▶ _TEXT EXCERPT_
************

Thanks jb. I have heard a few people praise rel t5. Although it is only 8 inch driver with 125 watts, it somehow produces very musical low end. Can someone explain why?


----------



## jb5200 (Aug 20, 2010)

I can't explain it - I am dumbfounded! The T5 is this tiny little cube but it fills his room just right for music. Speaking of music it is extremely musical as all Rel subs are. They are not a subwoofer as a dealer tried explaining to me - they are a sub speaker they connect directly to the binding posts and play the same signal as your speakers get and just carry the signal down below where your speakers can't play so it is pretty much seamless. Not sure on how they do it, all I know is it sounds outstanding for what it is and the size it is!


----------



## Lumen (May 17, 2014)

shkumar4963 said:


> Thanks jb. I have heard a few people praise rel t5. Although it is only 8 inch driver with 125 watts, it somehow produces very musical low end. Can someone explain why?


Here's a mainstream review that does a good job.

I have a T-9 in a smallish ~10x13 home theater setup. Incredible impact and realism for movies. Proper positioning really does get the room pressurized instead of just full-of-bass. You can actually feel a movie explosion hit you in the chest. The T-Rex from _Jurassic Park_? Yup, feel its footsteps through the concrete slab that is my floor. The T-9 is not in my main music-listening system, but I do play music videos and the occasional CD/SACD. 

Integrating the sub correctly is not as easy as the (somewhat) vague instructions in the user manual would have you believe. If you do it by ear, use a variety of test and demo material for setup, and take your time with lots of breaks to avoid listener fatigue. If you have the equipment and experience, then integrate it using acoustic measurement software such as REW and room correction such as Dirac Live.


----------



## tonyvdb (Sep 5, 2007)

jb5200 said:


> *They are not a subwoofer* as a dealer tried explaining to me - they are a sub speaker they connect directly to the binding posts and play the same signal as your speakers


I think this explains it about as best you can get. REL is a "musical sub" it is not good for anything but that. Even the T-9 only goes down to 28Hz and thats already down -6db according to the specification sheet.
If you use them for home theater be warned that are missing out on alot of the real impact of the soundtrack.


----------



## Lumen (May 17, 2014)

tonyvdb said:


> I think this explains it about as best you can get. REL is a "musical sub" it is not good for anything but that. Even the T-9 only goes down to 28Hz and thats already down -6db according to the specification sheet.


Yes, but it still sounds very, very good (on movies) to this beginner who's trying to break out of the audiophile mold. I think it's a little harsh to say it's not good for movies at all. Thanks for raining on my parade, pal. :crying:



tonyvdb said:


> If you use them for home theater be warned that are missing out on alot of the real impact of the soundtrack.

************

▶ _INFORMATION SUPPLIED_
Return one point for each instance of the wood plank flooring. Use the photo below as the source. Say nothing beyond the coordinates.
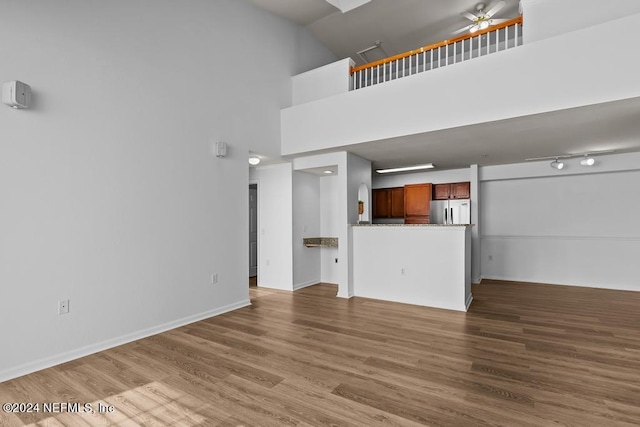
(524, 355)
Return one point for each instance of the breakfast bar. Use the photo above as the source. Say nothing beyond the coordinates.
(426, 264)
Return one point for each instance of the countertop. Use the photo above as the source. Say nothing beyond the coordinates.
(412, 225)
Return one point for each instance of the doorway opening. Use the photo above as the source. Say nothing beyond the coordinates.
(253, 235)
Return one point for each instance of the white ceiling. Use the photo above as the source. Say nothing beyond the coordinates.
(403, 25)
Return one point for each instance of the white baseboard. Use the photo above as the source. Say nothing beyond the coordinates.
(305, 284)
(468, 302)
(67, 356)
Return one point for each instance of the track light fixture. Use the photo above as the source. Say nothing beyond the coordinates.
(556, 164)
(587, 161)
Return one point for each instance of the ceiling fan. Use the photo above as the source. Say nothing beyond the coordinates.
(482, 19)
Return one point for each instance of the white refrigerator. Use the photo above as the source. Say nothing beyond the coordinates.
(450, 211)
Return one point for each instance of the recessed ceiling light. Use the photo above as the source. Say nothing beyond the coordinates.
(254, 160)
(407, 168)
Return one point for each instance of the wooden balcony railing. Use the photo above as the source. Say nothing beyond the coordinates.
(490, 40)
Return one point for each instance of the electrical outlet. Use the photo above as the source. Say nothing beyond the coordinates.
(63, 306)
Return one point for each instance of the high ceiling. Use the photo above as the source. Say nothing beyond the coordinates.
(403, 25)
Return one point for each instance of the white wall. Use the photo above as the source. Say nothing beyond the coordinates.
(306, 223)
(275, 225)
(548, 18)
(434, 177)
(330, 226)
(564, 227)
(110, 194)
(572, 81)
(358, 173)
(332, 79)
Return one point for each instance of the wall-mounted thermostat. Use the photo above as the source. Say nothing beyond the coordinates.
(16, 94)
(221, 149)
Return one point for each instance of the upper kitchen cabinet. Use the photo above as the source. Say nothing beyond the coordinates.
(417, 198)
(388, 202)
(455, 190)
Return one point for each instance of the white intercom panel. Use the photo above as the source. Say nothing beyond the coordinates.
(16, 94)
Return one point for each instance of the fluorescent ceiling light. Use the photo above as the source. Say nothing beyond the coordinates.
(407, 168)
(254, 160)
(347, 5)
(556, 164)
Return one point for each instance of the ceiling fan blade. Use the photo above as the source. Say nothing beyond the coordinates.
(462, 30)
(469, 16)
(495, 8)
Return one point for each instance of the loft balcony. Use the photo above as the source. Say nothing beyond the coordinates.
(548, 64)
(497, 38)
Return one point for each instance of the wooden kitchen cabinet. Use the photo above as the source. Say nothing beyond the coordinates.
(417, 199)
(455, 190)
(388, 202)
(396, 202)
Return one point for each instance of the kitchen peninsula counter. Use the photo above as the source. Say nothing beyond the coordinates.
(422, 264)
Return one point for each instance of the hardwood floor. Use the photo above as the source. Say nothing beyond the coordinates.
(524, 355)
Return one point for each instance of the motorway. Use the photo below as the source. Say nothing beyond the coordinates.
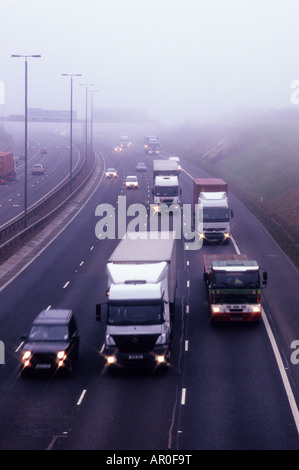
(56, 164)
(224, 389)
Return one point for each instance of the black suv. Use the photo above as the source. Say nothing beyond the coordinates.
(53, 342)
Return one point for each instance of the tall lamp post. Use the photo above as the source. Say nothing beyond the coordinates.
(86, 112)
(71, 123)
(26, 131)
(91, 119)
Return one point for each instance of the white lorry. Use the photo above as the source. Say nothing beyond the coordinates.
(166, 189)
(211, 197)
(141, 300)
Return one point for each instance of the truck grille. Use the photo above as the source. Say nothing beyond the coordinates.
(135, 343)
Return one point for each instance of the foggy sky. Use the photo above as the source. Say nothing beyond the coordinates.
(178, 59)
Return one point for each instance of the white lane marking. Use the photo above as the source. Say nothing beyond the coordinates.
(235, 245)
(282, 371)
(183, 397)
(81, 397)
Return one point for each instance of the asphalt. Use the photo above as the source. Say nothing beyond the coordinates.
(18, 262)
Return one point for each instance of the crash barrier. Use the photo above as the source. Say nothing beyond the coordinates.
(13, 232)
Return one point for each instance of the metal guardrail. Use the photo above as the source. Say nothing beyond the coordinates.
(14, 226)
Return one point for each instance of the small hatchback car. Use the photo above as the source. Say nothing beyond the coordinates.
(111, 173)
(131, 182)
(53, 342)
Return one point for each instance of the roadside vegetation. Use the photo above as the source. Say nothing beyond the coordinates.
(260, 161)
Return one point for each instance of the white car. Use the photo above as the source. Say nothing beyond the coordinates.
(131, 182)
(110, 173)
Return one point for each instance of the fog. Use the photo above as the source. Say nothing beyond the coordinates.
(178, 60)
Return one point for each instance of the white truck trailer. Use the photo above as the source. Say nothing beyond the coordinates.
(211, 197)
(166, 189)
(141, 300)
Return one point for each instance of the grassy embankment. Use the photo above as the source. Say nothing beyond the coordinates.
(260, 161)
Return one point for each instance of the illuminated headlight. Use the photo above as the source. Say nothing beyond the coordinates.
(256, 308)
(61, 355)
(160, 359)
(111, 359)
(215, 309)
(161, 339)
(26, 355)
(109, 340)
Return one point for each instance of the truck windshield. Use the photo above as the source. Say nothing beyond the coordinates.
(135, 314)
(48, 333)
(164, 191)
(215, 214)
(236, 280)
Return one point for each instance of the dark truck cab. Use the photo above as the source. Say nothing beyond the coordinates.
(234, 286)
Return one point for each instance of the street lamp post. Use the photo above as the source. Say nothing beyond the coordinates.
(91, 120)
(26, 131)
(86, 112)
(71, 123)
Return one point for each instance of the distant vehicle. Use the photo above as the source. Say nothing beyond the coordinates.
(53, 342)
(124, 141)
(131, 182)
(151, 145)
(7, 167)
(37, 169)
(211, 194)
(176, 159)
(140, 167)
(111, 173)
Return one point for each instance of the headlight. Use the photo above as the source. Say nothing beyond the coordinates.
(160, 359)
(61, 355)
(111, 359)
(215, 309)
(256, 308)
(26, 355)
(109, 340)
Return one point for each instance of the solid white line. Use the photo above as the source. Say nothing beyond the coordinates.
(282, 371)
(81, 397)
(183, 398)
(235, 245)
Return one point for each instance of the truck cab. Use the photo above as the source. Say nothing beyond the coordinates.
(140, 303)
(234, 287)
(166, 190)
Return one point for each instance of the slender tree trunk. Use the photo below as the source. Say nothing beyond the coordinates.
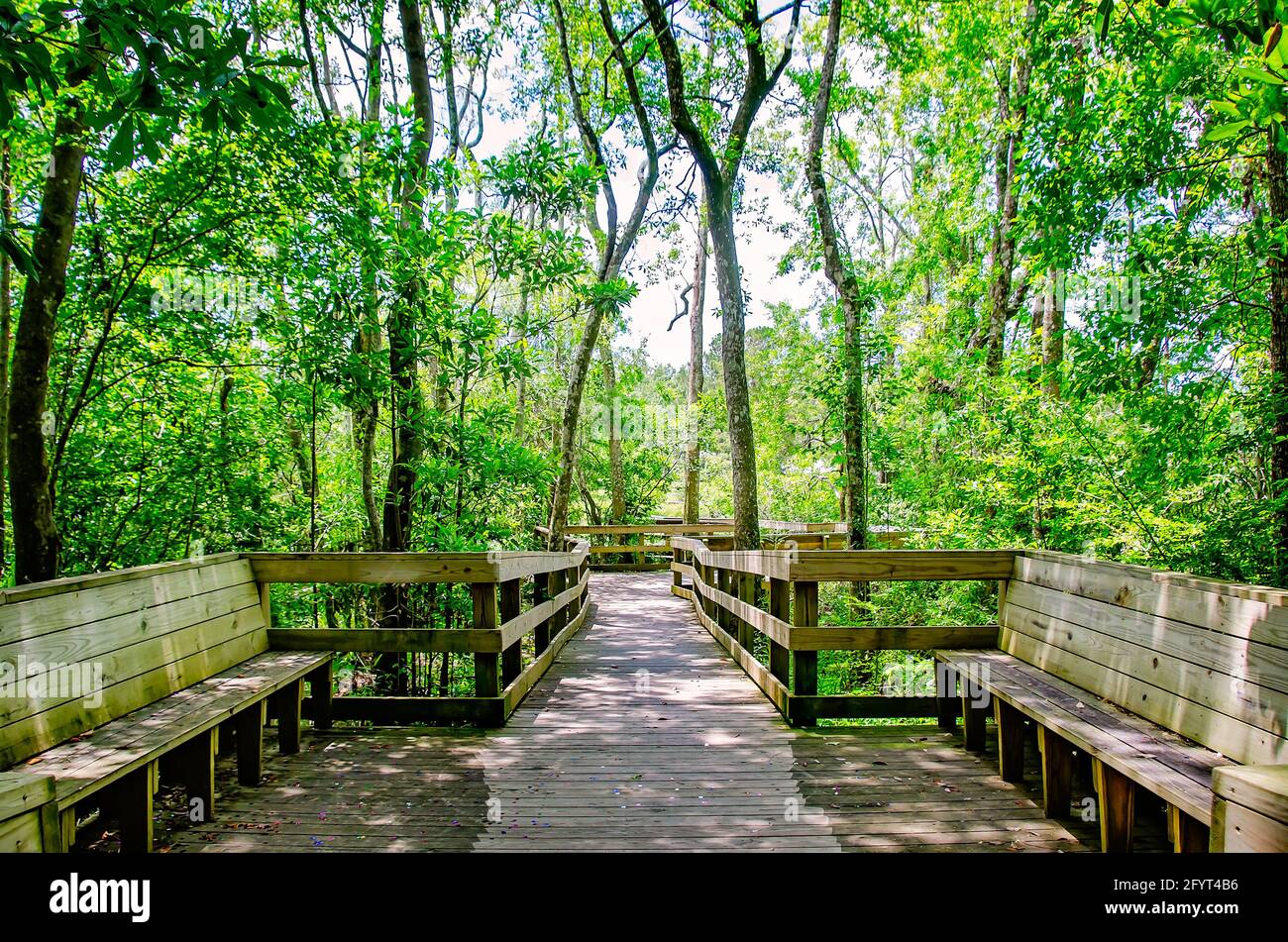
(720, 172)
(617, 241)
(404, 357)
(694, 444)
(35, 534)
(366, 414)
(1052, 335)
(733, 344)
(5, 336)
(1012, 112)
(1276, 179)
(617, 504)
(579, 370)
(848, 293)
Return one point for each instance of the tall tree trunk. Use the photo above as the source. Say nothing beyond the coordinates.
(35, 534)
(578, 373)
(1012, 112)
(5, 336)
(733, 344)
(617, 241)
(407, 405)
(848, 291)
(720, 172)
(1276, 180)
(366, 413)
(1052, 334)
(694, 443)
(617, 504)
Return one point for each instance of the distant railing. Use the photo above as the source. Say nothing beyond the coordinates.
(555, 584)
(774, 593)
(644, 547)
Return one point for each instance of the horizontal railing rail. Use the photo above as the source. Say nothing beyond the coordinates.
(738, 594)
(634, 547)
(557, 588)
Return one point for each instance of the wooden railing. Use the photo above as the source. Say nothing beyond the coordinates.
(555, 584)
(774, 593)
(642, 547)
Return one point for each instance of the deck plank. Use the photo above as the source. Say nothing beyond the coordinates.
(642, 736)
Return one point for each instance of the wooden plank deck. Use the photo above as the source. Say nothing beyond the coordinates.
(643, 736)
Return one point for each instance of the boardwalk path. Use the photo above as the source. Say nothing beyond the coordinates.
(643, 736)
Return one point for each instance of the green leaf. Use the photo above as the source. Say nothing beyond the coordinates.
(1224, 132)
(1258, 75)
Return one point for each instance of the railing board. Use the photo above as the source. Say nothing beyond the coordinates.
(1132, 636)
(805, 709)
(1269, 594)
(132, 598)
(758, 672)
(528, 679)
(1129, 587)
(75, 583)
(385, 640)
(892, 637)
(480, 710)
(515, 628)
(380, 569)
(1194, 721)
(901, 565)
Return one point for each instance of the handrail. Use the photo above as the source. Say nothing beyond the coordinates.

************

▶ _WRITTEN TASK_
Answer these questions using the thread about REL subwoofers above.
(a) What driver size and power does the first post give for the REL T5?
(b) According to the specification sheet cited by tonyvdb, how low does the T-9 go, and how far down is it at that point?
(c) What size is the room where Lumen keeps a T-9?

▶ _RESULT_
(a) An 8 inch driver with 125 watts.
(b) Down to 28Hz, where it is already down -6db.
(c) About 10x13.